Texto proporcionado:
★ ★ ★ ★ ★
El racinguismo familiar comenzó en el amateurismo, cuando Racing y Academia se tornaron sinónimos, cuando sustituyó a Alumni en el desfile de una vuelta olímpica atrás de otra, cuando se transformó en “el primer grande”, tiempos en los que Gardel le cantaba a Ochoíta. Esa incurable racinguitis se alimentó a panza llena con los tres títulos consecutivos del profesionalismo, récord que nadie había logrado. Su entrenador, don Guillermo Stábile, también lo era de la selección argentina porque el club de Avellaneda era otra selección. Nací en el medio de ese tricampeonato. Después, los títulos con Corbatta, Sacchi y el Marqués Sosa. Y el éxtasis del ’66 con “el equipo de José”, que transformó a Racing en el primer club argentino campeón del mundo. Al gol del Chango Cárdenas al Celtic lo gritó el país entero. Mi madre lloraba de alegría. Al Bocha Maschio lo aplaudíamos todos. Perfumo era nacional. Y el Tío Padrino decía que Basile y el Panadero Díaz también. Todos éramos de Racing y nosotros, los racinguistas de corazón, nos sentíamos únicos. A mi hermano le parecía que siempre iba a ser así. Todos creíamos eso…
Pero no lo fue. Llegaron los años 70 y con ellos, dirigentes de cartón, técnicos pintados y jugadores ignotos. Fue en esa época que alegré a toda la familia: de lector de la revista Racing pasé a ser su director. Estaba donde quería estar, sabía de primera mano lo que pasaba en lo de Tita, veía hasta los entrenamientos y acompañaba al club a todos lados. Era tocar el cielo con las manos… ¿Sí? No, curiosamente no lo fue. Comencé a ver –sin intermediarios– que la historia estaba cambiando. Para mal, claro. Nacía lo inesperado. Racing empezaba a perder su fisonomía de Academia. Se iban los ases y el naipe se llenaba de cuatros de copa… Mis amigos Lito y Seba, que conocían las internas, no entendían qué pasaba. De golear a River ahora nos ganaba Alvarado de Mar del Plata. La vida me llevó a otros lugares y volví a ser lector de la revista Racing que, dos décadas después, se discontinuó. El estadio, orgullo nacional, ahora servía de depósito de papas y el caballo del canchero pastaba el césped que alguna vez acolchonó las estiradas de Botasso, Cejas y Fillol.
★ ★ ★ ★ ★
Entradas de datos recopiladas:
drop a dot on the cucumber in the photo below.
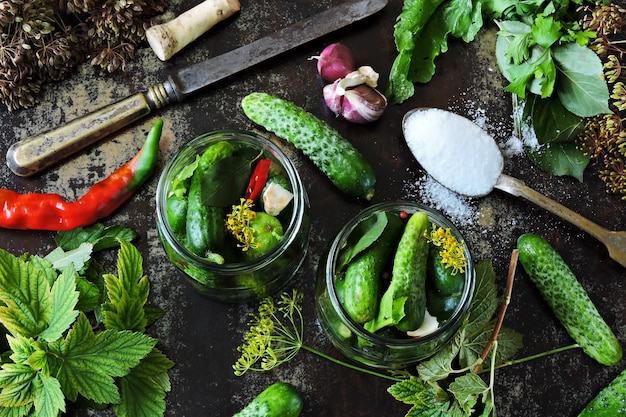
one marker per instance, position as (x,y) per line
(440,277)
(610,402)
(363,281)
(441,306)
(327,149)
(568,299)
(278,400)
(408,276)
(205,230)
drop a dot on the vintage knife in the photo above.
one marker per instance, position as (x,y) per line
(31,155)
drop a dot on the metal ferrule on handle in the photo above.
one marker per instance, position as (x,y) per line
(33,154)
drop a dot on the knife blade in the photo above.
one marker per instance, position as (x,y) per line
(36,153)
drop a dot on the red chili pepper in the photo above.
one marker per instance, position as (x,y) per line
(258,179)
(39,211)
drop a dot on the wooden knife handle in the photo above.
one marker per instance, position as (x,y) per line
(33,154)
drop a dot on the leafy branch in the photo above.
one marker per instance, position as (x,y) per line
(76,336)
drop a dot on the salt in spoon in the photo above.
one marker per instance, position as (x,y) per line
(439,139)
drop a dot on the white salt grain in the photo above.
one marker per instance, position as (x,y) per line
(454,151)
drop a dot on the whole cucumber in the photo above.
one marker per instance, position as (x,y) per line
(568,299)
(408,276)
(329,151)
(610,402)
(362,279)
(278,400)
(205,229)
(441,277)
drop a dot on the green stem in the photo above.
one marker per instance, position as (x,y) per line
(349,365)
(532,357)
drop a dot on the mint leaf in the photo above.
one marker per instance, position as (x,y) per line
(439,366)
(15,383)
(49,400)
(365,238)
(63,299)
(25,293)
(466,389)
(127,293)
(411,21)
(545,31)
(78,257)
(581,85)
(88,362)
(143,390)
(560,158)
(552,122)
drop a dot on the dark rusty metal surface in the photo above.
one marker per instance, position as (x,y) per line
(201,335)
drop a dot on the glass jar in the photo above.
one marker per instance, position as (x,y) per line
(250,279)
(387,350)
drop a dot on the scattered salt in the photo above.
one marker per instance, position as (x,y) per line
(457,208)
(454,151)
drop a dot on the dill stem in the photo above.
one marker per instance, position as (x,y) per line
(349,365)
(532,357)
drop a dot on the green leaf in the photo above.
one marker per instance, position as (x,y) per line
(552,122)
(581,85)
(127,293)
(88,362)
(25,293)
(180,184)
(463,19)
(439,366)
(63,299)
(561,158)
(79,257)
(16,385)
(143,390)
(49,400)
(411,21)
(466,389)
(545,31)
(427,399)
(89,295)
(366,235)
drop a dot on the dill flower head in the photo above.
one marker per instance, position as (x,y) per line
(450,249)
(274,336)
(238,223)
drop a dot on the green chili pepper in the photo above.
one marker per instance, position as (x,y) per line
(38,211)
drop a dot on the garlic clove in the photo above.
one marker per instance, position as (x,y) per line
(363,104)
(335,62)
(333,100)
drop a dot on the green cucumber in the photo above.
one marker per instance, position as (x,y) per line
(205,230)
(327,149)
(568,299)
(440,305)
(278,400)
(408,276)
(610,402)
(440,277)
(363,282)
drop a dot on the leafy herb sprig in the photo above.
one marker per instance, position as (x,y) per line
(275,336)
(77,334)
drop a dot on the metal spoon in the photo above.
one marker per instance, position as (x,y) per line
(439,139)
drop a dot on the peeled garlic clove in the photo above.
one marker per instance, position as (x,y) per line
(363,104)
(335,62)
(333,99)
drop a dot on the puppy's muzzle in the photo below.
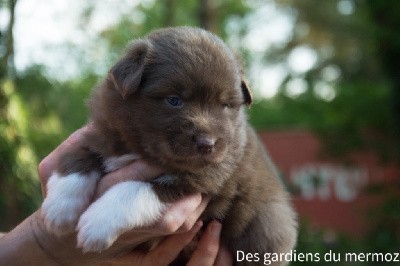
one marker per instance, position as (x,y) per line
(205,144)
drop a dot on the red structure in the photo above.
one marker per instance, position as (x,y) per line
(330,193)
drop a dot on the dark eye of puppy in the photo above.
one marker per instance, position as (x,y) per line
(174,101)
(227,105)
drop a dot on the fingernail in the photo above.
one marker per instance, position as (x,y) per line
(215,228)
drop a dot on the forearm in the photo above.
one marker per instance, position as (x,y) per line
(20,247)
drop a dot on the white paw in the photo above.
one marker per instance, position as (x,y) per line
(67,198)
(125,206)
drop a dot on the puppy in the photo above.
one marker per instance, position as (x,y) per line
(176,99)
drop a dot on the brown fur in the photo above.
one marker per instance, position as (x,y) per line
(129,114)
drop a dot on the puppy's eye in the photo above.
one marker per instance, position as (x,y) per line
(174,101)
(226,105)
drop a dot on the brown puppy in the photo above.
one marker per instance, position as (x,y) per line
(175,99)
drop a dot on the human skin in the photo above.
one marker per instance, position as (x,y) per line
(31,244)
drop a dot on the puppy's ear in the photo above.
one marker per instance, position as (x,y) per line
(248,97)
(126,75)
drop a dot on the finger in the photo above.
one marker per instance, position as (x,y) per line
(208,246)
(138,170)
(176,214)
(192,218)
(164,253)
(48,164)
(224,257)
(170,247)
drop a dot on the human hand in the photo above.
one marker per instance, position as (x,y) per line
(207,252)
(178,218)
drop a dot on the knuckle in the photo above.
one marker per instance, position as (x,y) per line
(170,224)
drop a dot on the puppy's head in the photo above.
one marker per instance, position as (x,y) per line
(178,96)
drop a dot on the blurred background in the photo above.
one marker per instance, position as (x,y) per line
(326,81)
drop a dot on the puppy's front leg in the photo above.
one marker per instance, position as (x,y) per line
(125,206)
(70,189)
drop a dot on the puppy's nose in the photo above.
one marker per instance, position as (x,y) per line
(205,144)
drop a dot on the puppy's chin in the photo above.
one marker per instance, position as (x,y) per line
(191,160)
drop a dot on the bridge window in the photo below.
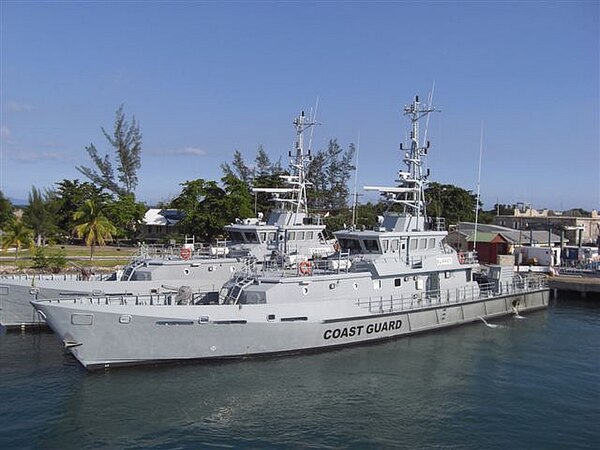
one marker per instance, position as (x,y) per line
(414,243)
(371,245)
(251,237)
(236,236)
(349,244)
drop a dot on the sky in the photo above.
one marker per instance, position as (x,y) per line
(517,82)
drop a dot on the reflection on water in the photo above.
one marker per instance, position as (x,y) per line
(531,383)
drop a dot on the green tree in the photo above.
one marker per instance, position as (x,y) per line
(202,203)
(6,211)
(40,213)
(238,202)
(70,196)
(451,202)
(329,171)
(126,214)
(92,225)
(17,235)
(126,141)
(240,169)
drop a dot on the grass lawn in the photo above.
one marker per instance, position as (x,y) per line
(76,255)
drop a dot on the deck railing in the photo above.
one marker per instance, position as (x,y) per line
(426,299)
★ ★ ★ ★ ★
Consigna dada:
Responde estas preguntas sobre el texto acerca de Racing:
(a) ¿Quién era el entrenador de Racing durante los tres títulos consecutivos del profesionalismo?
(b) ¿Qué equipo le ganaba ahora a Racing, que antes goleaba a River?
(c) ¿Para qué servía el estadio en la época descrita al final?

Resultado del ejercicio:
(a) Don Guillermo Stábile.
(b) Alvarado de Mar del Plata.
(c) Servía de depósito de papas.